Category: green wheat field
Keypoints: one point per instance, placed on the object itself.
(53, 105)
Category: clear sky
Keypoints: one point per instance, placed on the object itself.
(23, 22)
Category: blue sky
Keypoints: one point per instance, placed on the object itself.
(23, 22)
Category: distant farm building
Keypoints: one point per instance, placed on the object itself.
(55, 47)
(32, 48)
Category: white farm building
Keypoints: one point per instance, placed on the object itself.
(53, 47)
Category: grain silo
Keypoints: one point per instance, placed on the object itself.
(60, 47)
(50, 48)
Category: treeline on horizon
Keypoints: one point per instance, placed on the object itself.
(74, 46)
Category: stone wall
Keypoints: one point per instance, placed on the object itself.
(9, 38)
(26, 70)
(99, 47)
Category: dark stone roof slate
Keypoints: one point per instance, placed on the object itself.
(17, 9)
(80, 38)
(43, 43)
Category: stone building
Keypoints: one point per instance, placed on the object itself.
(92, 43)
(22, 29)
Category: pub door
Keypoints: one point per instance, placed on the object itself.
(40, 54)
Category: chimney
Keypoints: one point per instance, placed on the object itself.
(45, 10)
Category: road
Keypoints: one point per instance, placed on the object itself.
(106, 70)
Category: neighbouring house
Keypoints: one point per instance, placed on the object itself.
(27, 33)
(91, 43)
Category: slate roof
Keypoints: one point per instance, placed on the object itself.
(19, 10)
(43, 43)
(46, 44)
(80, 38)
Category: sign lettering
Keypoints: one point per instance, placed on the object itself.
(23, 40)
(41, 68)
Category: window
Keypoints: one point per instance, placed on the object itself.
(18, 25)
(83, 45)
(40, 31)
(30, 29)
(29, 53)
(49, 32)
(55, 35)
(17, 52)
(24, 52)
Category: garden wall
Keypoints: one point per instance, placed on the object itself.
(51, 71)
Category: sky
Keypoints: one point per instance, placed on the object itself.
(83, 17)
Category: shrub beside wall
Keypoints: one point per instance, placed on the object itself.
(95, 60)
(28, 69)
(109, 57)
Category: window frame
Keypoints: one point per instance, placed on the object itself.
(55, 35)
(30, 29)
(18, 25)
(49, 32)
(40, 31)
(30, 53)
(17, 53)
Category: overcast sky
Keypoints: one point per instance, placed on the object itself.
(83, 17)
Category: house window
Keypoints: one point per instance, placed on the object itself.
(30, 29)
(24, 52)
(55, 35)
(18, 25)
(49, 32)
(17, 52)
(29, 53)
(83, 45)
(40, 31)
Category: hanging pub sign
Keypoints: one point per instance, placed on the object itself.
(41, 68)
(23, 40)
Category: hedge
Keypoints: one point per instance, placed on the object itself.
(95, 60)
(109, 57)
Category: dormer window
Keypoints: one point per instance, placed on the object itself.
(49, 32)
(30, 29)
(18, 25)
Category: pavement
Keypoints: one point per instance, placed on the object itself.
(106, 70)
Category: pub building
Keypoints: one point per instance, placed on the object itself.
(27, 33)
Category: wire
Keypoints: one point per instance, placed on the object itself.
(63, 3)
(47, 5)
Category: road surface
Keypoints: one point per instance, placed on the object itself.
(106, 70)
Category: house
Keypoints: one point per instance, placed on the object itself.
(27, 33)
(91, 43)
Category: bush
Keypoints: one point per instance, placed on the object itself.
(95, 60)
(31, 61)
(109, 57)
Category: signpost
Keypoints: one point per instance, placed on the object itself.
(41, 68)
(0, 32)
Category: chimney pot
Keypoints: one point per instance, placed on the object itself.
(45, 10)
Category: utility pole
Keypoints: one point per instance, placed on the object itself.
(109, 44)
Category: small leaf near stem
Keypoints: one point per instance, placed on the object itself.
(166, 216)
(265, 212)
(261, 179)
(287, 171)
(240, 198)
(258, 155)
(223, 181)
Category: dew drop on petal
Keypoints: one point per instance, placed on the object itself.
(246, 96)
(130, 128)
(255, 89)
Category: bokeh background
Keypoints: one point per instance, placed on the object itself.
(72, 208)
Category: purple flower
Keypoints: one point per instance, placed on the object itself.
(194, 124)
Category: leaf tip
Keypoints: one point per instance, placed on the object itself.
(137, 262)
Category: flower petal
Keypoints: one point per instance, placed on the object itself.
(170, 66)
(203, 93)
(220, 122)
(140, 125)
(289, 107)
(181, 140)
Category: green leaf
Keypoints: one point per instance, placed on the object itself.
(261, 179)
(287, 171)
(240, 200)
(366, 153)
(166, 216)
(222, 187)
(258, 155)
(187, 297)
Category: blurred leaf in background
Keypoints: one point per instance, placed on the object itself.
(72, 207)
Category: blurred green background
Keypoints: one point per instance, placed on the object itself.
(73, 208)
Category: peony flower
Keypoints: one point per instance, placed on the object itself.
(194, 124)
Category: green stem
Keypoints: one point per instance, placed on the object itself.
^^^^
■ YOUR TASK ■
Every single record must be transcribed exactly as it stands.

■ WRITTEN ANSWER ■
Category: green wheat field
Keypoints: one point per instance, placed on the object itself.
(53, 105)
Category: clear sky
Keypoints: one point per instance, placed on the object itself.
(23, 22)
Category: blue sky
Keypoints: one point per instance, placed on the object itself.
(23, 22)
Category: distant farm building
Keypoints: one point per instance, placed on the object itself.
(55, 47)
(32, 48)
Category: white farm building
Keypoints: one point per instance, placed on the object itself.
(53, 47)
Category: grain silo
Keypoints: one point per instance, placed on the object itself.
(60, 47)
(50, 48)
Category: treeline on horizon
Keypoints: one point per instance, placed on the object itself.
(74, 46)
Category: stone wall
Keypoints: one point per instance, placed on the object itself.
(9, 38)
(26, 70)
(99, 47)
Category: dark stone roof slate
Keypoints: one point per instance, placed on the object itself.
(17, 9)
(80, 38)
(43, 43)
Category: stone building
Keypoints: one point per instance, placed on the object itself.
(92, 43)
(22, 29)
Category: pub door
Keypoints: one point per instance, placed on the object itself.
(40, 54)
Category: chimney
Keypoints: one point per instance, placed on the object itself.
(45, 10)
Category: road
Keypoints: one point per instance, placed on the object itself.
(106, 70)
Category: neighbouring house
Keypoints: one point per instance, placed on the object itself.
(27, 33)
(91, 43)
Category: slate roof
Keypoints: one point per instance, placed on the object itself.
(19, 10)
(43, 43)
(46, 44)
(80, 38)
Category: sign lettering
Keypoints: one point per instance, placed on the object itself.
(23, 40)
(41, 68)
Category: window
Keypoints: one point per instance, placed on the object itself.
(18, 25)
(83, 45)
(40, 31)
(30, 29)
(29, 53)
(49, 32)
(55, 35)
(17, 52)
(24, 52)
Category: garden wall
Keypoints: one point per instance, placed on the object itself.
(51, 71)
Category: sky
Keypoints: one point per instance, placed on the object itself.
(83, 17)
Category: shrub beside wall
Keypoints: one point per instance, placed on the object itself.
(95, 60)
(28, 69)
(109, 57)
Category: window frame
Keypoints: one point per instance, placed on the object itself.
(55, 35)
(30, 29)
(18, 25)
(49, 32)
(40, 31)
(30, 53)
(17, 53)
Category: overcast sky
Keypoints: one point per instance, placed on the object itself.
(83, 17)
Category: house window
Keypoints: one point per instance, placed on the object itself.
(30, 29)
(24, 52)
(55, 35)
(18, 25)
(49, 32)
(17, 52)
(29, 53)
(83, 45)
(40, 31)
Category: hanging pub sign
Keypoints: one point per instance, placed on the object itself.
(41, 68)
(23, 40)
Category: hedge
Keypoints: one point per instance, placed on the object itself.
(95, 60)
(109, 57)
Category: dormer window
Keypoints: one point per instance, placed on the object itself.
(49, 32)
(30, 29)
(18, 25)
Category: pavement
Keypoints: one point per instance, placed on the object itself.
(106, 70)
Category: pub building
Keypoints: one point per instance, placed on the object itself.
(27, 33)
Category: wire
Keypoints: one point per instance, placed on the object itself.
(63, 3)
(47, 5)
Category: road surface
Keypoints: one point per instance, placed on the object itself.
(106, 70)
Category: house
Keypoints: one point per instance, placed on the object itself.
(27, 33)
(91, 43)
Category: bush
Keypoints: one point per instance, placed on the object itself.
(95, 60)
(31, 61)
(109, 57)
Category: signpost
Keypoints: one point per instance, placed on the object itself.
(41, 68)
(0, 32)
Category: chimney pot
Keypoints: one point per instance, placed on the object itself.
(45, 10)
Category: utility pole
Keypoints: one point per instance, placed on the object itself.
(109, 44)
Category: small leaf near stem
Keypoints: one point per instance, placed on the object itself.
(166, 216)
(265, 212)
(261, 179)
(287, 171)
(240, 198)
(258, 155)
(223, 181)
Category: dew drop on petal
Keypoints: one point per instance, placed on the object itself.
(246, 96)
(130, 128)
(255, 89)
Category: bokeh background
Keypoints: one point per instance, placed on the object itself.
(72, 208)
Category: purple flower
Keypoints: one point per instance, placed on the object itself.
(194, 124)
Category: leaf tip
Keypoints: one point per instance, placed on the object itself.
(137, 262)
Category: flower petal
Keypoints: one point per instance, placed on the object itself.
(170, 66)
(203, 93)
(220, 122)
(140, 125)
(289, 107)
(181, 140)
Category: green leaf
Keypoints: one point per instance, placed on the object itself.
(261, 179)
(287, 171)
(240, 200)
(366, 153)
(166, 216)
(222, 187)
(258, 155)
(187, 297)
Category: blurred leaf in background
Keypoints: one point per instance, placed on the object itself.
(72, 207)
Category: blurred green background
Keypoints: one point per instance, placed on the object itself.
(73, 208)
Category: peony flower
Keypoints: one point per instance, placed on the object itself.
(194, 124)
Category: green stem
Keypoints: one point per instance, placed on the object itself.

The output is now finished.